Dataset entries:
....................

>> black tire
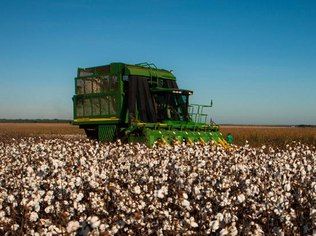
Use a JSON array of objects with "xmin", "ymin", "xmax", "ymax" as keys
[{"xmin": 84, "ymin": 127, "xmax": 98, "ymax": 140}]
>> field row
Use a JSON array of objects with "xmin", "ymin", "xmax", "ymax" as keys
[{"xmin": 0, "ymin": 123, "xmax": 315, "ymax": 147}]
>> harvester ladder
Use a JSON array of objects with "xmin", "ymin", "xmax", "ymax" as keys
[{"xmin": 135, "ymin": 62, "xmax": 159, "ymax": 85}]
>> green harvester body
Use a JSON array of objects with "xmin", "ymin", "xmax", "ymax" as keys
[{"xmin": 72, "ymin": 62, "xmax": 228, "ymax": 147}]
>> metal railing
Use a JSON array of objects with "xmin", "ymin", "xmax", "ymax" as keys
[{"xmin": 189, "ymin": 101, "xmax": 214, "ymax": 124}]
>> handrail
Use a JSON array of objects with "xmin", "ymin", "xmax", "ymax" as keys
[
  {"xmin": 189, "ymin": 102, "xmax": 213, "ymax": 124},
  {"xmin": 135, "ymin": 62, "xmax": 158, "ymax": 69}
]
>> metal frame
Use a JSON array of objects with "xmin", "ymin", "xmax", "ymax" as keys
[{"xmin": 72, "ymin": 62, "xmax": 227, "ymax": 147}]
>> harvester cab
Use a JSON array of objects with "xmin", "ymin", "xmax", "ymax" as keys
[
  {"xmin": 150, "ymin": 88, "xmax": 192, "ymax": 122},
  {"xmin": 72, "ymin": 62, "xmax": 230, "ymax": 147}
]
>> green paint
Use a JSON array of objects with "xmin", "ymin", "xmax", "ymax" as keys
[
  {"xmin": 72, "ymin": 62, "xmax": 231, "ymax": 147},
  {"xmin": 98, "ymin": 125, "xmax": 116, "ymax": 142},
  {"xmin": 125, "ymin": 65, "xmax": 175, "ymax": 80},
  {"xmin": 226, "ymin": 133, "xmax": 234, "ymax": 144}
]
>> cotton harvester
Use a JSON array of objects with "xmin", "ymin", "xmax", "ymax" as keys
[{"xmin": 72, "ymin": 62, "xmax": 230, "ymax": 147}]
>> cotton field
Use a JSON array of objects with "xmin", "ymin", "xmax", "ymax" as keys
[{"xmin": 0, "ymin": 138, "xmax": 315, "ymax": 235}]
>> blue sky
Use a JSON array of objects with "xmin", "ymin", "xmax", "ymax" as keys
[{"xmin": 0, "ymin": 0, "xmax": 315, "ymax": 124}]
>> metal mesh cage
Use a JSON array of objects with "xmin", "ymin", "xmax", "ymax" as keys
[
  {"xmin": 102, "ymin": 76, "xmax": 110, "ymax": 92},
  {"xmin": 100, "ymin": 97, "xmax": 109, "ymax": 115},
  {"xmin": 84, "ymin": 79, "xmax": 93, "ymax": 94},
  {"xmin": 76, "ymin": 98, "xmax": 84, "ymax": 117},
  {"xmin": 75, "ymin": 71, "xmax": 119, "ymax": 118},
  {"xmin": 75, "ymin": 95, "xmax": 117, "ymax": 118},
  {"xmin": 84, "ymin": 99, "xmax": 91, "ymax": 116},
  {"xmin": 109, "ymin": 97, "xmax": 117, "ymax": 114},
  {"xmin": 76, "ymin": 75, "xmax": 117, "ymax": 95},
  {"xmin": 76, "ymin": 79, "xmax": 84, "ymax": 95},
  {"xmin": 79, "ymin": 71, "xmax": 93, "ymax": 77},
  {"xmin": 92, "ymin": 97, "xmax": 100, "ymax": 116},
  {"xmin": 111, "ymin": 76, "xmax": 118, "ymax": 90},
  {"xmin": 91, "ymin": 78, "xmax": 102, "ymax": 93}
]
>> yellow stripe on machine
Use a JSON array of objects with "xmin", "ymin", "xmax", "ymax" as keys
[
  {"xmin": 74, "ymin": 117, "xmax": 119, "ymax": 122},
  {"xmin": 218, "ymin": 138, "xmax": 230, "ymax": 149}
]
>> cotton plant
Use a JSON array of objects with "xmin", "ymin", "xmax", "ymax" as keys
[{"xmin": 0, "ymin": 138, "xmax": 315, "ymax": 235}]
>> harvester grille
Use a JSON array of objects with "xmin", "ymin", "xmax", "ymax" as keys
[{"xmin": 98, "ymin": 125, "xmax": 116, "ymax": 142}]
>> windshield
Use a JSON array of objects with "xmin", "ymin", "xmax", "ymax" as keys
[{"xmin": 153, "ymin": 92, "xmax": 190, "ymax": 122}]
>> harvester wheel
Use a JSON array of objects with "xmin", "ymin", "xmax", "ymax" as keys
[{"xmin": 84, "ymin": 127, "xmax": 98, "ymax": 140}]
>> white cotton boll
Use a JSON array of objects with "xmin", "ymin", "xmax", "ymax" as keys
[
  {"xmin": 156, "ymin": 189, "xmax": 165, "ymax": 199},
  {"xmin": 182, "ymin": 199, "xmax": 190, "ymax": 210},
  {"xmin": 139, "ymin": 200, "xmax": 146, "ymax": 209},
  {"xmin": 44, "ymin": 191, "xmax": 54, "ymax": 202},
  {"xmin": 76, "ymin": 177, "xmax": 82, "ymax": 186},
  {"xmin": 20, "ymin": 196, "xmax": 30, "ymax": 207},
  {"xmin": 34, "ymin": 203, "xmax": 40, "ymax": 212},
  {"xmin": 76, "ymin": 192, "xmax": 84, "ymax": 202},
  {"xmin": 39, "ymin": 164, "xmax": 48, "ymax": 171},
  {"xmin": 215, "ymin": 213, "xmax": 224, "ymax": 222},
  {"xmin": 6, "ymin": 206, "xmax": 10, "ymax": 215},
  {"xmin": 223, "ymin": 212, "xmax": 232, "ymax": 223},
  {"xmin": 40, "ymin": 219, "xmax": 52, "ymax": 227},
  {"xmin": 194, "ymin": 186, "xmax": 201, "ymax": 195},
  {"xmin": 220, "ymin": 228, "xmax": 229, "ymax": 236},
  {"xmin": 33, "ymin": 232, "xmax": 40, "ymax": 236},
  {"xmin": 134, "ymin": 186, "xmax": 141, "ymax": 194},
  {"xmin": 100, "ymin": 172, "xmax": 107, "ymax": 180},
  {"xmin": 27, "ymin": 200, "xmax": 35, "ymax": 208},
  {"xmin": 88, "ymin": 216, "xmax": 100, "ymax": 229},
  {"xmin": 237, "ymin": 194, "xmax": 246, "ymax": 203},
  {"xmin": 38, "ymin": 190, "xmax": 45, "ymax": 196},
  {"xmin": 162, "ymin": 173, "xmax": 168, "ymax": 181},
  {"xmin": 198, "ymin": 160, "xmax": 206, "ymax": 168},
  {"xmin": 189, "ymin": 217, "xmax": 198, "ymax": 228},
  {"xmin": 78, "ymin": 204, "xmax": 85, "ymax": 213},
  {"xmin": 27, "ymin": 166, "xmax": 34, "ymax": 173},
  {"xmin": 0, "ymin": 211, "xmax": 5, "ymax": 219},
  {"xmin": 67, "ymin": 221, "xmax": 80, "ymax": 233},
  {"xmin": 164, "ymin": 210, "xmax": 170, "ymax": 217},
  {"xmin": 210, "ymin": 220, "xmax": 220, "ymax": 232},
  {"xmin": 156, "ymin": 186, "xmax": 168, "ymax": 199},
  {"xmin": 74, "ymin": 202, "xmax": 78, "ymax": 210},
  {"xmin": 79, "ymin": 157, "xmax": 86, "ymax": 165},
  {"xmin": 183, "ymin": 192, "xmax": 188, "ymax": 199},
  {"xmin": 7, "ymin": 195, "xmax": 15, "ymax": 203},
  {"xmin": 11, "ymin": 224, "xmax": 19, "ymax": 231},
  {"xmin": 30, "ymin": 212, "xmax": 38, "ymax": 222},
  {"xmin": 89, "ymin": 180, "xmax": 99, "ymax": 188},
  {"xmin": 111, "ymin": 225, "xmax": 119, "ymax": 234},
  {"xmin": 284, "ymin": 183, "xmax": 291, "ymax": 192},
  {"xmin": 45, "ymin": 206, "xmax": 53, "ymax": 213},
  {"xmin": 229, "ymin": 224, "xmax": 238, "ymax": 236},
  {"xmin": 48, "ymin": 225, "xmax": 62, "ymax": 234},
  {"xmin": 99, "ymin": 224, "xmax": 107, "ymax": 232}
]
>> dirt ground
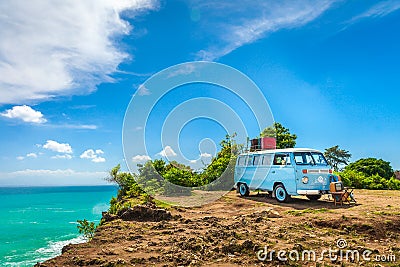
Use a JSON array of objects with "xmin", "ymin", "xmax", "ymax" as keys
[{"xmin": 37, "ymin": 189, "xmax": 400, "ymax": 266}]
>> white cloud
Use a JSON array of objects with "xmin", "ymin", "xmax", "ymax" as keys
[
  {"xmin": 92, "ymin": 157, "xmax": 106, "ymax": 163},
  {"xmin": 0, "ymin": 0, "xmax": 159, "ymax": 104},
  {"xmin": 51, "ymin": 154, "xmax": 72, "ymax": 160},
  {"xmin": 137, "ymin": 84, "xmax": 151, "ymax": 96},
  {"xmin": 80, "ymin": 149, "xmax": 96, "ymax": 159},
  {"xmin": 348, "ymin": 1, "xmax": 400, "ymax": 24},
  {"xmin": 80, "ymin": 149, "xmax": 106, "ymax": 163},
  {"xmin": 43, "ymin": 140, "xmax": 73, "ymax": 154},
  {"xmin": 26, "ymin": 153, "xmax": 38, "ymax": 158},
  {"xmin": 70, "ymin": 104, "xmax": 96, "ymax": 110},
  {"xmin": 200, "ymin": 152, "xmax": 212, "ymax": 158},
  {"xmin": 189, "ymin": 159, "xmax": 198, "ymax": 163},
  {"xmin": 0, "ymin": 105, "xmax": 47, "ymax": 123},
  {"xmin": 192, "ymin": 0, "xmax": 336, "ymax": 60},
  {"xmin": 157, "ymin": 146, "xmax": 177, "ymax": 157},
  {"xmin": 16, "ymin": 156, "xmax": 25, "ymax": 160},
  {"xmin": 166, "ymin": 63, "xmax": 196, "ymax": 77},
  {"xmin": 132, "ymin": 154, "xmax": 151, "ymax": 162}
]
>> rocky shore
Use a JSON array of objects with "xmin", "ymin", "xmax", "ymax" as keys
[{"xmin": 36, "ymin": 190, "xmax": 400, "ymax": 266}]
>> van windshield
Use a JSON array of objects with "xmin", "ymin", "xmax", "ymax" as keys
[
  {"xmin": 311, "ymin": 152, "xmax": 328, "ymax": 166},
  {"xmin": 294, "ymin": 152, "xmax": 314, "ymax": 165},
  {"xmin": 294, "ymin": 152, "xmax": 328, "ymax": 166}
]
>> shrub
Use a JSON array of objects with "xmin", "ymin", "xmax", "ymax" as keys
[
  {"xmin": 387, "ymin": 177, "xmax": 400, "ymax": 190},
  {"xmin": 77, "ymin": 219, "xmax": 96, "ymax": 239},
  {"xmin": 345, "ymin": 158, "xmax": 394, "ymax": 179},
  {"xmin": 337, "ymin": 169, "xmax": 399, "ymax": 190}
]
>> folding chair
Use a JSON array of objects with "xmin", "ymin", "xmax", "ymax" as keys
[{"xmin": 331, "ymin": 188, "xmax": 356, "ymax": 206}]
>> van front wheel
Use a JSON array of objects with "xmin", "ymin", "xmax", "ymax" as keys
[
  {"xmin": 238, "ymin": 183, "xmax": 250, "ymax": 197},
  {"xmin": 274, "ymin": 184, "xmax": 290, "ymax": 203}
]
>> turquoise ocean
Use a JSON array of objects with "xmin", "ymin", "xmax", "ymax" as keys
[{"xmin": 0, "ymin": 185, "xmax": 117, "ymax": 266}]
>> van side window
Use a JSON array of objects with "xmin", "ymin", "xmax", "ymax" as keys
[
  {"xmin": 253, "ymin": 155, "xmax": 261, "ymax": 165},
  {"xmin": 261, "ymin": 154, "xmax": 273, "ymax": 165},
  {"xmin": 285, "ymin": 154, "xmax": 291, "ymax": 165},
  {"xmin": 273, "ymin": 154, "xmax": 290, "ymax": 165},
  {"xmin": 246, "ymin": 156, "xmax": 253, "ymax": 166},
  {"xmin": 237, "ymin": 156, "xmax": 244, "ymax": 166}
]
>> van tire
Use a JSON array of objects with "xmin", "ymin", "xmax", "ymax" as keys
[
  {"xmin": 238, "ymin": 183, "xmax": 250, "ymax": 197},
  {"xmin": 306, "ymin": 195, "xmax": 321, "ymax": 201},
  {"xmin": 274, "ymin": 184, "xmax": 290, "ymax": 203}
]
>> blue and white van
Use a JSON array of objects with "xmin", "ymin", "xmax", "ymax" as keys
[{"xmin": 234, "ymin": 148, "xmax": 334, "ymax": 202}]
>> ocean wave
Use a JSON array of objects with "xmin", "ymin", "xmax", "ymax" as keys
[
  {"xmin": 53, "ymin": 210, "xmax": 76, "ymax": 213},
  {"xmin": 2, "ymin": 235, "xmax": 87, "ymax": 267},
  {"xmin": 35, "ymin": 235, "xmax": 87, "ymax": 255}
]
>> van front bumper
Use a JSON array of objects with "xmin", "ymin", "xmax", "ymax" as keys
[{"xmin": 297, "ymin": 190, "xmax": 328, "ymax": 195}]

....................

What the task requires: Going through the data above, return each line with the word "cotton".

Completed task:
>> cotton harvester
>> cotton field
>> cotton plant
>> white cotton boll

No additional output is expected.